----- Bagian teks -----

SIARAN PERS FOCAL POIN JPIK JATENG-DIY
Pengelolaan hutan di Pulau Jawa sudah berjalan 200 tahun lalu semenjak Pemerintah Belanda mengangkat Herman Willem Daendels sebagai Gubernur Jenderal Hindia Belanda dengan tugas merehabilitasi kawasan hutan melalui kegiatan re-forestasi pada lahan-lahan hutan yang mengalami degradasi serius. Melalui Daendels untuk pertama kalinya diberlakukan peraturan hukum yang membatasi eksploitasi sumberdaya hutan Jati di Jawa sekaligus menerapkan tehnik ilmu kehutanan dan institusi modern di Hindia Belanda.
Sejak saat itu, kawasan hutan, tanah dan penduduk yang tinggal di sekitar hutan yang dahulu berada dibawah Residen beralih kepada Direksi Kehutanan. Dibawah Administratie der Boschwezen Negara memonopoli hutan dan menghapus hak milik umum atas hutan. Negara juga memberlakukan berbagai peraturan untuk membatasi masyarakat umum menebang pohon hutan. Pulau Jawa meskipun menduduki luasan ke-5 di Indonesia merupakan pulau terpadat di Indonesia.
Dengan luas daratan 127.568 km2, berdasarkan data Survei Penduduk antar Sensus tahun 2005, sebanyak 59% jumlah penduduk Indonesia tinggal di pulau Jawa dengan tingkat kepadatan penduduk mencapai 1007 jiwa/km2 (BPS. 2005). Dalam pengelolaan hutan Negara di Pulau Jawa, seluas 2,4 juta ha yang terdiri atas Hutan Produksi seluas 1.767.304 ha serta Hutan Lindung seluas 658.902 ha kewenangan pengelolaannya diberikan kepada Perum Perhutani melalui PP. 72/2010.

----- Data latihan -----

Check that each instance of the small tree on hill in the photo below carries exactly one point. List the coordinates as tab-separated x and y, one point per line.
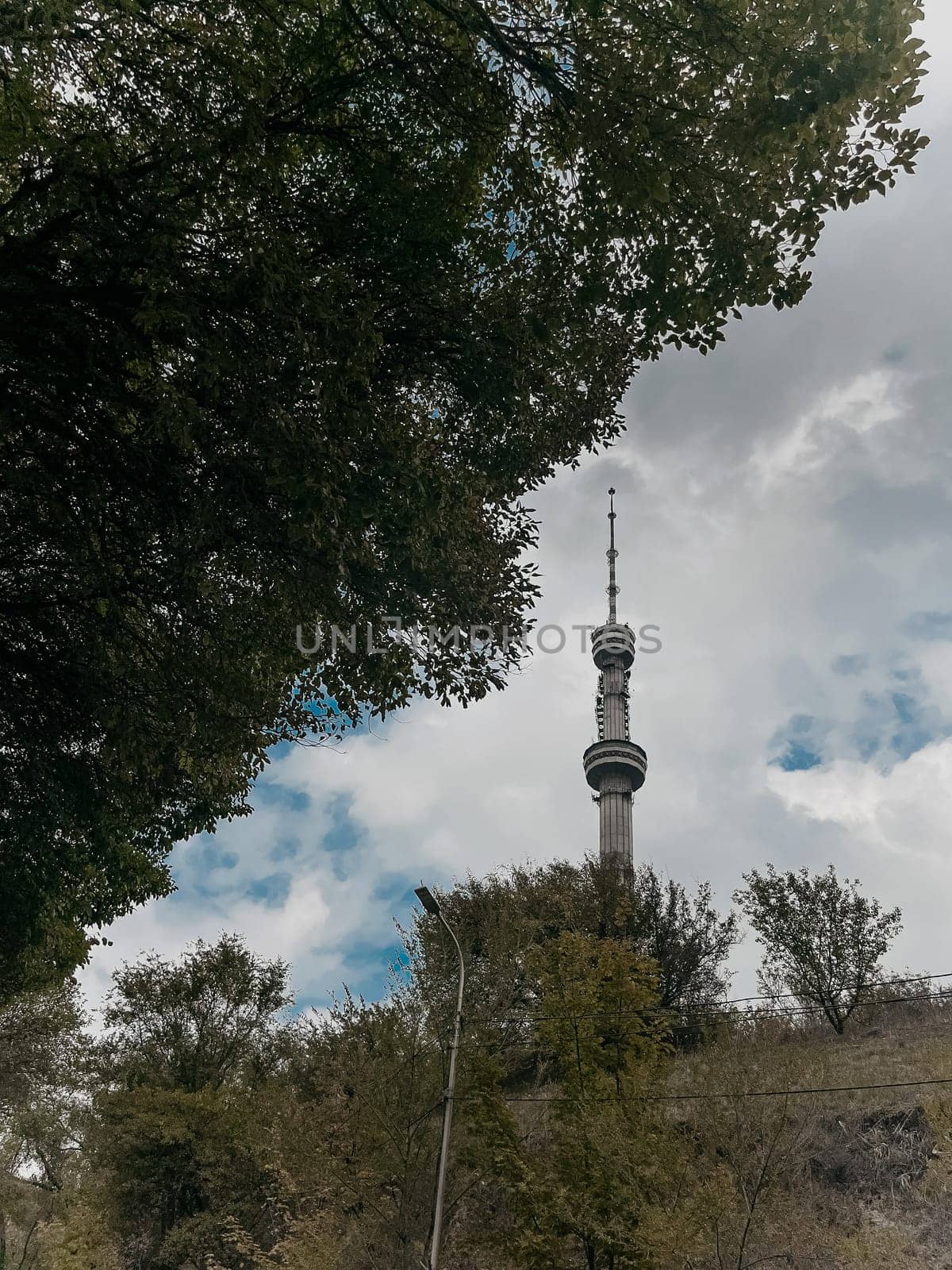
823	941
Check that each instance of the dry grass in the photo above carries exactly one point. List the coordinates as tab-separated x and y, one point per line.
827	1181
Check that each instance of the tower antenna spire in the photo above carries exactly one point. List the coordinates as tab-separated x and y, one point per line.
615	766
612	558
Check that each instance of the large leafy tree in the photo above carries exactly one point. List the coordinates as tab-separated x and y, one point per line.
823	940
298	302
179	1136
501	918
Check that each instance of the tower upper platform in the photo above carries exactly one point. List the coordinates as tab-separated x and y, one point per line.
613	641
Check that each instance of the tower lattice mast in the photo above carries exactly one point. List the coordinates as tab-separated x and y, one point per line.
615	766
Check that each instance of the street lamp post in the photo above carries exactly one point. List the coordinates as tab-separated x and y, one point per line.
431	905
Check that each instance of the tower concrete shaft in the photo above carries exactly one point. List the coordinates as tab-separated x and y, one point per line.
615	766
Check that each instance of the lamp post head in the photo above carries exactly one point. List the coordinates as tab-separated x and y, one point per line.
427	899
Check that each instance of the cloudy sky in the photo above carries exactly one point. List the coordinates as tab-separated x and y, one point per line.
785	516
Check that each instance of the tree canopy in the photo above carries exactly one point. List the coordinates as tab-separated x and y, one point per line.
298	304
823	939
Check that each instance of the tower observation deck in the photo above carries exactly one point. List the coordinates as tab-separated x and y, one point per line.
615	766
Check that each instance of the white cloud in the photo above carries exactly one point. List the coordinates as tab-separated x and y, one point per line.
781	503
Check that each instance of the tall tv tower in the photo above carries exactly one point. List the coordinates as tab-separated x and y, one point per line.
615	766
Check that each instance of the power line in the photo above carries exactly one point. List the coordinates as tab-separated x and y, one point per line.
721	1011
743	1094
782	996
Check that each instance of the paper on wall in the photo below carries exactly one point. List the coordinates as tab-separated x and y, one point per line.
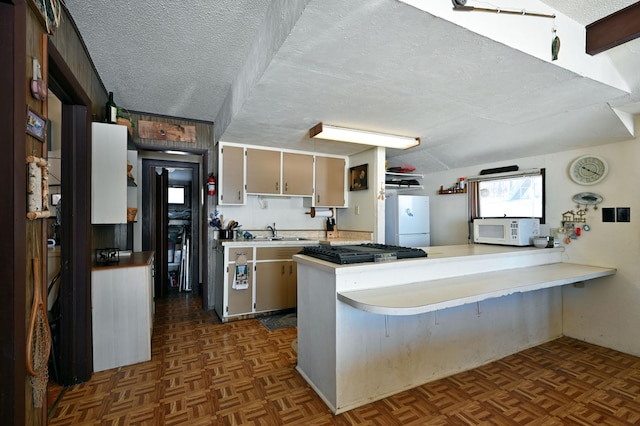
241	277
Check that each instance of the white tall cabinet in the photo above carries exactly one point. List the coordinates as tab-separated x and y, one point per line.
122	311
108	173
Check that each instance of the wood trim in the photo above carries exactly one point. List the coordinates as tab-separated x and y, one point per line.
13	190
166	131
613	30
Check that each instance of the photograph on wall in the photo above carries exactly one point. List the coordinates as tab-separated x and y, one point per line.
358	178
36	125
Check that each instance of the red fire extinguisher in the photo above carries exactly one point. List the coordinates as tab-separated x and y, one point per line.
211	185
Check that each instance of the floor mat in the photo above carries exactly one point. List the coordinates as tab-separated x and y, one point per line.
279	321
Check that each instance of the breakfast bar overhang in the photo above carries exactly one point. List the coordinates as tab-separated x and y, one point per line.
370	330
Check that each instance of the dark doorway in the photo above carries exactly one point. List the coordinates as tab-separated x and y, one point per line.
75	356
160	220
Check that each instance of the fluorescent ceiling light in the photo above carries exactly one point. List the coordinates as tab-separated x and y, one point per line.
323	131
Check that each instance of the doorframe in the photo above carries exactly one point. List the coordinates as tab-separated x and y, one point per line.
76	346
199	204
13	246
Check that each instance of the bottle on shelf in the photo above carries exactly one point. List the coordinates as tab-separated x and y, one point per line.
111	110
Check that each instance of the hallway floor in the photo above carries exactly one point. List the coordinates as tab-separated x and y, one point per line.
203	372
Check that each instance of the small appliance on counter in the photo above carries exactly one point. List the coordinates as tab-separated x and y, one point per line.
332	228
506	231
107	256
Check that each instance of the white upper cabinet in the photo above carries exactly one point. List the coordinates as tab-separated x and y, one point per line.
108	173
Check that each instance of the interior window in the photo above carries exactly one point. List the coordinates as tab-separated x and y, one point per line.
509	196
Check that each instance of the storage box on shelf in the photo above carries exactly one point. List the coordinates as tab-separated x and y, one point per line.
403	181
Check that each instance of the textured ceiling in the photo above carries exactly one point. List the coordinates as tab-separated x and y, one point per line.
266	71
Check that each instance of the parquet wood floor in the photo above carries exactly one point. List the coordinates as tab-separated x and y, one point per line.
203	372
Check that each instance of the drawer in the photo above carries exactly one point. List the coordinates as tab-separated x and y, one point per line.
277	253
236	252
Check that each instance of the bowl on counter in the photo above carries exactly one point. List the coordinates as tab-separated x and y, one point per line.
543	242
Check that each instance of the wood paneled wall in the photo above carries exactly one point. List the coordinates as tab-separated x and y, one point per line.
72	49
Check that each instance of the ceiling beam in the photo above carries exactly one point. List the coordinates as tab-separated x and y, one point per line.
613	30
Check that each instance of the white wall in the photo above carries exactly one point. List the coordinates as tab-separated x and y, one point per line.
366	210
288	213
605	311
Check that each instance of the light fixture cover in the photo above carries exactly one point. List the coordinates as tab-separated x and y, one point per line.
324	131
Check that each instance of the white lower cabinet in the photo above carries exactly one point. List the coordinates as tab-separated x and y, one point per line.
252	280
122	314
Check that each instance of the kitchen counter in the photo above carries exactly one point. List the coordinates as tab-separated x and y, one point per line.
263	242
367	331
136	258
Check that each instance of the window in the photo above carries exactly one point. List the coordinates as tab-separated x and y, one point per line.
514	195
176	195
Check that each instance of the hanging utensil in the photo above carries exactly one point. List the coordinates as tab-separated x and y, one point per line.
38	341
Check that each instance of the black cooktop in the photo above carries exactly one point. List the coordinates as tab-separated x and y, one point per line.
361	253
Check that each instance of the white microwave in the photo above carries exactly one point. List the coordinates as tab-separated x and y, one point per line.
506	231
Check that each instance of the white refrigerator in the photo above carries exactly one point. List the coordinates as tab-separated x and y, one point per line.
407	221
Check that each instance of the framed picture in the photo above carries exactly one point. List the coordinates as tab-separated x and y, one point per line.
358	178
48	12
36	125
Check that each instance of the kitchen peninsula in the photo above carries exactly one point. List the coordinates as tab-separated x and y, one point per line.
370	330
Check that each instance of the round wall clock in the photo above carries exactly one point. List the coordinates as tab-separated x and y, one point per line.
588	169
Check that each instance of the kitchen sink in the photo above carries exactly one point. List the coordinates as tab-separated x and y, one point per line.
287	239
281	239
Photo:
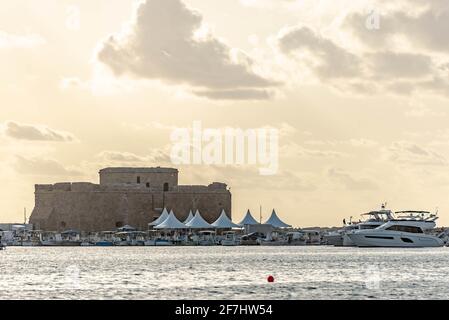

-----

Perintah A: Baris catatan mana saja yang memuat kata "kitchen"? Tampilkan semuanya, dengan memperhatikan huruf besar dan kecil.
Perintah B: Lanjutkan teks tentang pengelolaan hutan di Pulau Jawa mulai setelah kalimat terakhirnya.

Jawaban latihan A:
Check that each instance of the kitchen counter in the photo above carries exactly one point. List the coordinates as tab-separated x and y, one point per line.
Check that each instance of the kitchen peninsula in the photo above carries exactly one point. List the coordinates as tab-separated x and y, one point per line.
Check that each instance of the kitchen sink in the photo above carries exactly one point. List the coordinates as tab-separated x and y, one point per line.

Jawaban latihan B:
Mandat yang diberikan Pemerintah kepada Perum Perhutani ini didalamnya terdapat 5396 desa yang diketahui berada disekitar kawasan hutan dibawah pengelolaan Perum Perhutani. Desa-desa sekitar hutan ini memiliki interaksi cukup tinggi dan menggantungkan hidupnya pada sumberdaya hutan yang berada disekitarnya seperti untuk lahan pertanian semusim/tumpangsari, mengambil kayu bakar, mengumpulkan rumput untuk pakan ternak, menggembalakan ternak dan menebang kayu untuk perkakas rumah.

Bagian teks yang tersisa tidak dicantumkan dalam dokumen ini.